• [INSTRUCTIONS TO FOLLOW] Please give back each line below unchanged; none of the pictures should appear.

MATERIAL FOR THIS TASK section start

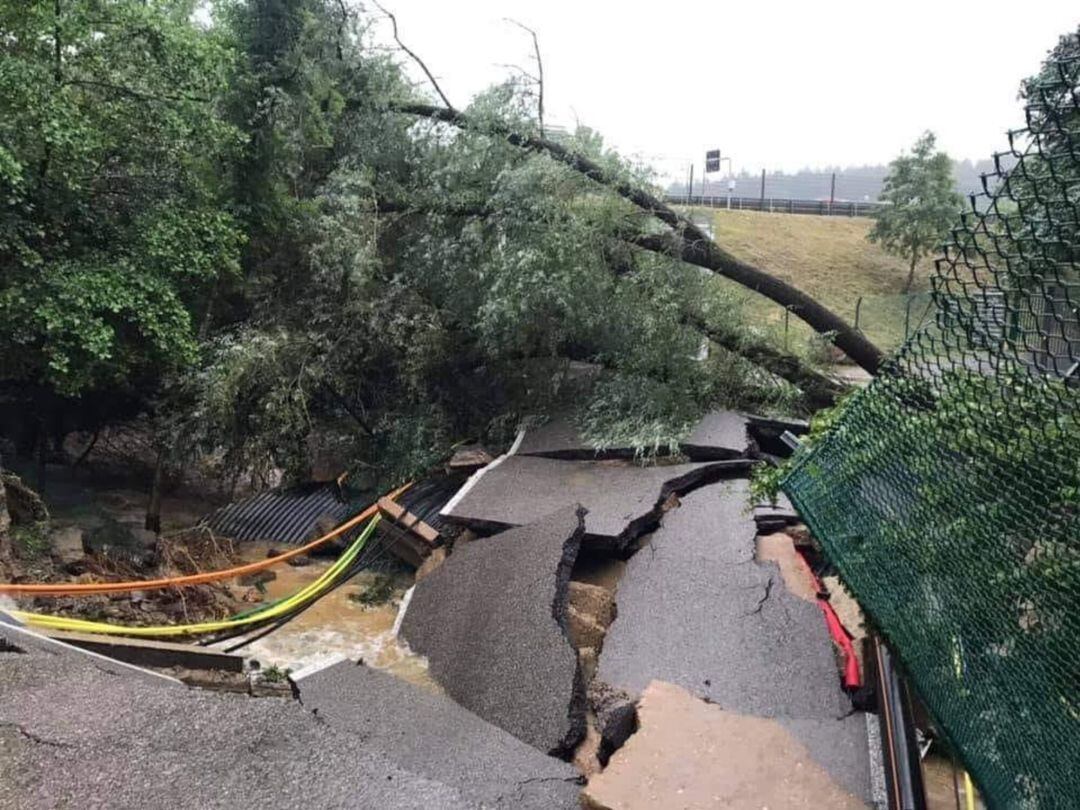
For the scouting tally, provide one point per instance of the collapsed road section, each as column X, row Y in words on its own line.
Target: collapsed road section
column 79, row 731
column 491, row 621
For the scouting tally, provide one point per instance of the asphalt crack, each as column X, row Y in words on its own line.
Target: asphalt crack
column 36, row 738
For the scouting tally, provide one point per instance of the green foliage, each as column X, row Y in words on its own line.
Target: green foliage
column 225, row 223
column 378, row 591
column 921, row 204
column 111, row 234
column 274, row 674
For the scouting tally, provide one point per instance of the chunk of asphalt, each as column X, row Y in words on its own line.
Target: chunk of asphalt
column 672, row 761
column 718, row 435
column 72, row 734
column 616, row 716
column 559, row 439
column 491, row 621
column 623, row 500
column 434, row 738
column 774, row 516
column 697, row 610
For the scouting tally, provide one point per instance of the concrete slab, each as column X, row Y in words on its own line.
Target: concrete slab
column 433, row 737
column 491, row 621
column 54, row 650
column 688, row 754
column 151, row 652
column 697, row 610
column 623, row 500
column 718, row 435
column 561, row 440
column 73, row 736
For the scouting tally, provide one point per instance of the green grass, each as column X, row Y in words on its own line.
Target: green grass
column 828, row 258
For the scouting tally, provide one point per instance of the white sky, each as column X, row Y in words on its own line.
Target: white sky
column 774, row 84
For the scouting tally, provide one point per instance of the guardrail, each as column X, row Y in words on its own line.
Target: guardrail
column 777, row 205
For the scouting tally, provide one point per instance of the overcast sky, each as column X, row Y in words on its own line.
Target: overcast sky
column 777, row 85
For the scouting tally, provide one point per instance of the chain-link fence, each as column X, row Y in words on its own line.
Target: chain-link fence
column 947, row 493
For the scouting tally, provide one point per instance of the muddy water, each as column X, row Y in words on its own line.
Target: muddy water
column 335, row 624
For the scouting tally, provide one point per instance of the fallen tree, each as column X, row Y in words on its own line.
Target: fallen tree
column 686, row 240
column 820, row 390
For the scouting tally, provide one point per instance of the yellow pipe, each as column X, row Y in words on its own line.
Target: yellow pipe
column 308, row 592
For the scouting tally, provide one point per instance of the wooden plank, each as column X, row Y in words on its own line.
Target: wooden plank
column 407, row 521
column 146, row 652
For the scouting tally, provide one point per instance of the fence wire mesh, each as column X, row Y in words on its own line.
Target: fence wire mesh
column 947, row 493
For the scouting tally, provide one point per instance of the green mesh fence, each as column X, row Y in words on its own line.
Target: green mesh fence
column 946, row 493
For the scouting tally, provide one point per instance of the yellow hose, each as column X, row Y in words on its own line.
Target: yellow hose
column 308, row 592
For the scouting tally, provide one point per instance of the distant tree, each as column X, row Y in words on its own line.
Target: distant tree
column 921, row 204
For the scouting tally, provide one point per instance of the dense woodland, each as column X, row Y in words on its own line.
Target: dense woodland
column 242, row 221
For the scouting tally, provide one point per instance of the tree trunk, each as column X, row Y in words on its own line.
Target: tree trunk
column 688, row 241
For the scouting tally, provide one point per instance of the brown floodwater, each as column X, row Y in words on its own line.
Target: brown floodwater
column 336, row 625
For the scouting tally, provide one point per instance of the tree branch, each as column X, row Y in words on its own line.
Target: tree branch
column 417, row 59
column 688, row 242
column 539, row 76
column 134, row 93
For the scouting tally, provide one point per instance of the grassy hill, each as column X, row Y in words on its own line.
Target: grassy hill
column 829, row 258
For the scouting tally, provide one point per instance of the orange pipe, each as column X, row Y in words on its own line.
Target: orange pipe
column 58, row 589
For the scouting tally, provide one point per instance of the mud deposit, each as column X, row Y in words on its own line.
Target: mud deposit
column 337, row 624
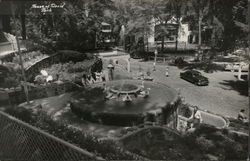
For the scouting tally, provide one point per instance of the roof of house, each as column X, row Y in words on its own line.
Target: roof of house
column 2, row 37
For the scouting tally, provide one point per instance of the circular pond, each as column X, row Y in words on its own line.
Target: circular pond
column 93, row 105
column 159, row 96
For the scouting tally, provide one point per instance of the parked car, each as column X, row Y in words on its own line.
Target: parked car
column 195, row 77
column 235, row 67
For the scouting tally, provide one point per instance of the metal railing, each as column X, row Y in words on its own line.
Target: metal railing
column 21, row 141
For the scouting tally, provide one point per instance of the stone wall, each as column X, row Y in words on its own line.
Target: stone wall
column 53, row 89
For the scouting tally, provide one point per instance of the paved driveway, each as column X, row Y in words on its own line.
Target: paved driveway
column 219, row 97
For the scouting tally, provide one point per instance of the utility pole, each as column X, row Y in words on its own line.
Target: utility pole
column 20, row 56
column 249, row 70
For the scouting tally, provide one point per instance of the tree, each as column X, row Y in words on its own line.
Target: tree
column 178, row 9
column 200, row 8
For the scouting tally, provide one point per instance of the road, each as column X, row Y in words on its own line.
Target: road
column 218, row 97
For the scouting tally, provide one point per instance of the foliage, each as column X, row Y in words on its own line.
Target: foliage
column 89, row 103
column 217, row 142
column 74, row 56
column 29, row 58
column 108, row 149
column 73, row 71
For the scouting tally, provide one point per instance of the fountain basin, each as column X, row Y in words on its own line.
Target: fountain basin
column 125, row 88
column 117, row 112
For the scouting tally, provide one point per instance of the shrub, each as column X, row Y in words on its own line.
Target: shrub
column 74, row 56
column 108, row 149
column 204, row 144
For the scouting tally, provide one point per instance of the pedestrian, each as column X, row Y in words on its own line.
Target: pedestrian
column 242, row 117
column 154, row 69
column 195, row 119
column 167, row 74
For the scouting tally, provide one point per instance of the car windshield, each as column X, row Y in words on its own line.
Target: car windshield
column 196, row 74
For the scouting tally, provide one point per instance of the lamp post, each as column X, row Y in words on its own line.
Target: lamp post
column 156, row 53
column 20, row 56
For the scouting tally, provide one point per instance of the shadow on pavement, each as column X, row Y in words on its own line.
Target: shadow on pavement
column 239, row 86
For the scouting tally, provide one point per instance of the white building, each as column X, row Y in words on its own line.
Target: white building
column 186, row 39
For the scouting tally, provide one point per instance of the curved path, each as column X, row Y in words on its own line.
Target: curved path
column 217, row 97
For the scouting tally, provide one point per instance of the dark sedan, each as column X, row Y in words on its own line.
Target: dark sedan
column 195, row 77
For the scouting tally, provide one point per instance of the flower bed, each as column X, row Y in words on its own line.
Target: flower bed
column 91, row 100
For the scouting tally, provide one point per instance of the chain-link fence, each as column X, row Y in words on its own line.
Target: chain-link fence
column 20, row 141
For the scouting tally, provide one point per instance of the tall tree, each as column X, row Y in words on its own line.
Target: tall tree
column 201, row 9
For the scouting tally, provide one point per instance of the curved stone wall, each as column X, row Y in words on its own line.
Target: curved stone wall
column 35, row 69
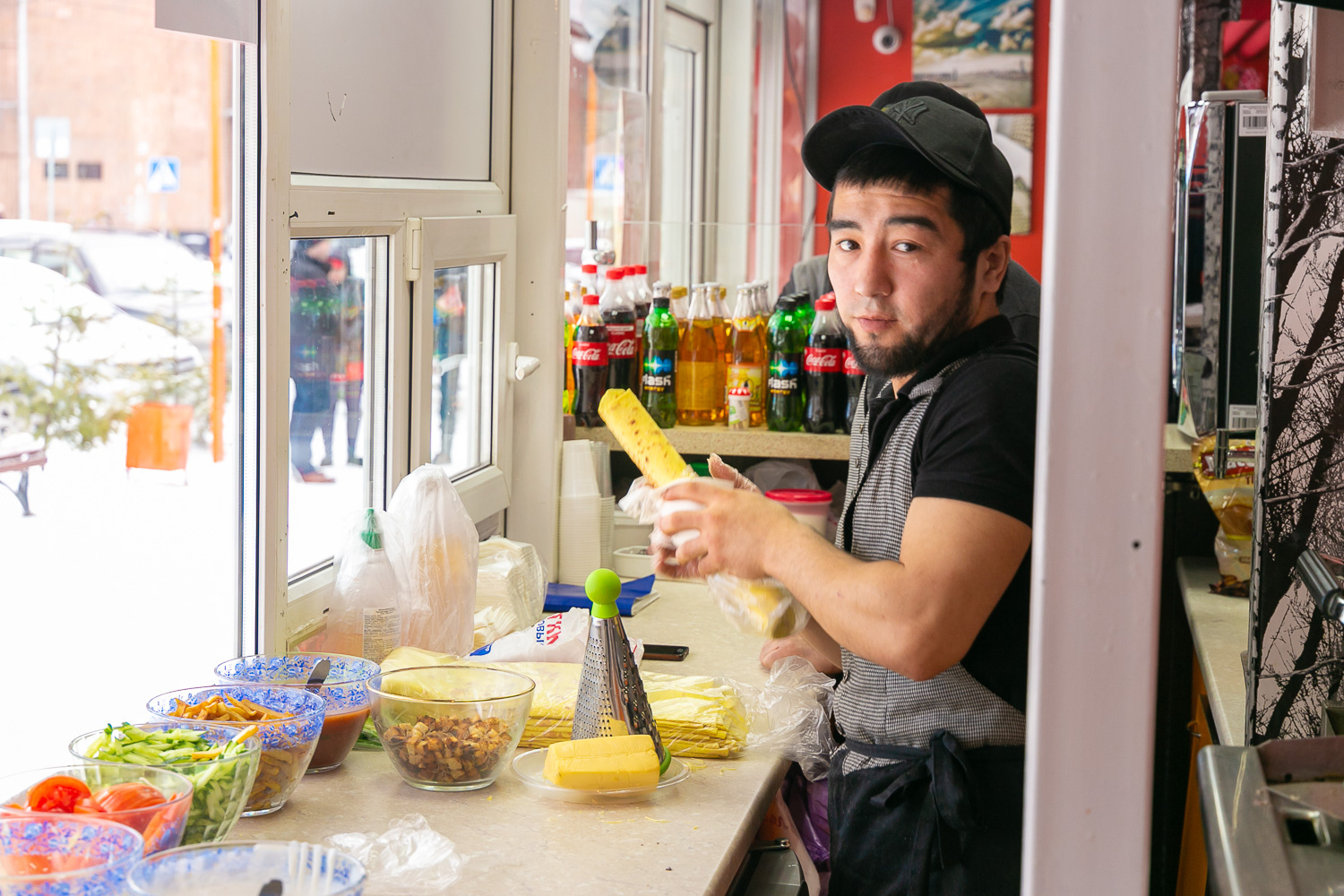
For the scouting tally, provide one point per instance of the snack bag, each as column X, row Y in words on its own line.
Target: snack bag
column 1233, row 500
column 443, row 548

MATERIAL FOR THIS TASK section end

• [EXERCISE SOLUTION]
For the scouting tally, provide one point per instance of the collapsed road section, each as column X, row Y in words on its own line.
Target: collapsed road section
column 79, row 731
column 491, row 621
For the scouting tally, provide one point per instance of the asphalt crack, each as column X, row Y in words on its own line.
Target: asphalt crack
column 36, row 738
For the scouting tally, provide one point per instance of the green foliage, each as column X, row Y in words on its own line.
Target: green foliage
column 225, row 223
column 378, row 591
column 921, row 204
column 111, row 234
column 274, row 674
For the scouting tally, provide one point per instance of the chunk of asphalt, each as column X, row Y in words on its own line.
Target: chunk of asphalt
column 672, row 761
column 718, row 435
column 72, row 734
column 616, row 716
column 559, row 439
column 491, row 621
column 623, row 500
column 434, row 738
column 774, row 516
column 697, row 610
For the scouting tally, provide one point per instance of the concrete slab, each as column X, row Y in words on its own line.
Target: concrete slab
column 433, row 737
column 491, row 621
column 54, row 650
column 688, row 754
column 151, row 652
column 697, row 610
column 623, row 500
column 718, row 435
column 561, row 440
column 73, row 736
For the scouting tally, provide one point per instance of the green grass, each as column X, row Y in words on its own line.
Target: green grass
column 828, row 258
For the scouting tally, provide one point per instance of the white sky, each as column X, row Y in words on its own line.
Target: white sky
column 774, row 84
For the scouting tally, provide one point per instance of the guardrail, each as column X, row Y in words on its own line.
Target: guardrail
column 777, row 205
For the scouting tally, provide one point per instance of the overcast sky, each as column X, row Y in words on its own line.
Target: overcast sky
column 777, row 85
For the scouting tally, provide one point per instance of the chain-link fence, each as column X, row Y in words on its own line.
Target: chain-link fence
column 947, row 493
For the scouting tally, provide one point per instance of the muddy water, each as column X, row Y in words on its own line.
Target: muddy water
column 335, row 624
For the scouting tally, provide one point per instance of the fallen tree, each as column X, row Y in words on its own line.
Target: fallen tree
column 686, row 240
column 820, row 390
For the scouting tally, provide one point per instance of the yellow pipe, each as column X, row Y in words on its own line.
Target: yellow pipe
column 308, row 592
For the scouting tally, provide one point per instance of the wooden plank, each as column X, row Y in words on its own line.
Target: wooden plank
column 407, row 521
column 146, row 652
For the scouting tally, provide one point per instance of the fence wire mesh, each as column X, row Y in words on its own line.
Target: fence wire mesh
column 947, row 493
For the scouting tally, provide one point per instance of the green mesh fence, each as column X, row Y in words on its own line.
Target: green mesh fence
column 946, row 493
For the scouting tally, provide one point per instance of the yellow hose, each as column X, row Y in words on its own line.
Target: yellow hose
column 308, row 592
For the scouting tally, provide one point per instance of the distant tree, each as column X, row Y in words on its own line.
Target: distant tree
column 921, row 204
For the scouting tally, provide one point per instance of the dense woodland, each as column X, row Y in words on its own line.
Target: dense woodland
column 242, row 221
For the scouting tally, provide one point per instance of the tree trunk, each as column X, row Y in words on its own line.
Target: tree trunk
column 688, row 241
For the scouting tally, provide one point per instance of the brown floodwater, each as column X, row Y in words on its own line.
Target: brown floodwater
column 336, row 625
For the scouting tally, provide one point per instance of the tree branch, each as column X, row Y in words on its own line.
Target: tree branch
column 417, row 59
column 688, row 242
column 539, row 76
column 134, row 93
For the scouting tally, provide one point per instance of the grassy hill, each as column X, row Y in words on its own line.
Target: grassy hill
column 829, row 258
For the scouting tally, provide one point per instance of the orange pipe, each as column X, row Y in words on its own line.
Target: orange pipe
column 58, row 589
For the scouting tally, provide one point per instance of the mud deposit, each as column X, row Y in words on its own line.
Target: mud deposit
column 337, row 624
For the scouting tally, provide one point per instance of the roof of house, each as column X, row Y in words on its own line.
Target: roof of house
column 2, row 37
For the scouting tally, provide one point per instance of the circular pond, each as column X, row Y in words on its own line.
Target: circular pond
column 93, row 105
column 159, row 96
For the scouting tally, provide one point per instance of the parked car, each as column X, row Y in words on its own line.
Target: parked car
column 195, row 77
column 235, row 67
For the scouting tally, provide one point per instance of the metal railing, each as column X, row Y in words on its own line.
Target: metal railing
column 21, row 141
For the scouting tally, provide one point per instance of the stone wall, each as column X, row Y in words on its own line.
Target: stone wall
column 53, row 89
For the scouting tally, provide one point per instance of the paved driveway, each as column X, row Y in words on its own line.
Target: paved driveway
column 219, row 97
For the scouting tally, provide one point per instance of the utility pole, each as column X, row Y in words on its own line.
Target: utility pole
column 20, row 56
column 249, row 70
For the scouting tally, provide one point per instance of the tree, each as column X, row Y in words on its own line.
Target: tree
column 178, row 9
column 200, row 8
For the scouting tally, provide one point per instance of the road, each as column X, row Y in words on its own line.
Target: road
column 218, row 97
For the scouting tally, provide one point per instance of the foliage, each as column X, row Y in words on its own line.
Target: foliage
column 89, row 103
column 217, row 142
column 74, row 56
column 29, row 58
column 108, row 149
column 73, row 71
For the scouting tally, provide one point per instance of the fountain basin, each as column X, row Y in words on its own line.
Target: fountain basin
column 125, row 88
column 117, row 112
For the scouting tally, provide one point per instance of the shrub, each as column X, row Y in words on its own line.
Target: shrub
column 74, row 56
column 108, row 149
column 204, row 144
For the scouting tally, provide one point per instance of the pedestrian, each as column X, row Y in words on its own line.
Target: pedestrian
column 242, row 117
column 154, row 69
column 195, row 119
column 167, row 74
For the scouting tally, provide one point per instance of the car windshield, each as column X, row Y in words on its own line.
Target: car windshield
column 196, row 74
For the scouting tally, provide one point per instance of the lamp post, each as column X, row Y in words on its own line.
Target: lamp post
column 156, row 53
column 20, row 56
For the scouting tally, provide one point per instance of the shadow on pavement, each as column X, row Y in words on its own line.
Target: shadow on pavement
column 239, row 86
For the scouting tally, provide one point per instance of the white building, each as column X, row Y in words on its own line.
Target: white building
column 186, row 39
For the scouting tally, provide one point per instance of the curved path, each as column X, row Y in words on its own line.
Target: curved path
column 217, row 97
For the scouting tally, provide one point per instance of the dark sedan, each as column X, row Y in words on its own line.
Target: dark sedan
column 195, row 77
For the scouting tally, provide one point per instance of the flower bed, each as column X, row Y in words on its own line.
Target: flower bed
column 91, row 100
For the scouting tally, provide one point per instance of the chain-link fence, each as column X, row Y in words on its own line.
Target: chain-link fence
column 20, row 141
For the scouting tally, provide one point per instance of the tall tree, each as column X, row Y in words on its own line.
Target: tall tree
column 201, row 9
For the scouting tally, provide one point per instance of the curved stone wall, each as column X, row Y in words on its own line.
Target: curved stone wall
column 35, row 69
For the scouting tally, provide one point per instance of the snack bag, each as column X, row Y in words on its own line.
Target: snack bag
column 1233, row 500
column 443, row 548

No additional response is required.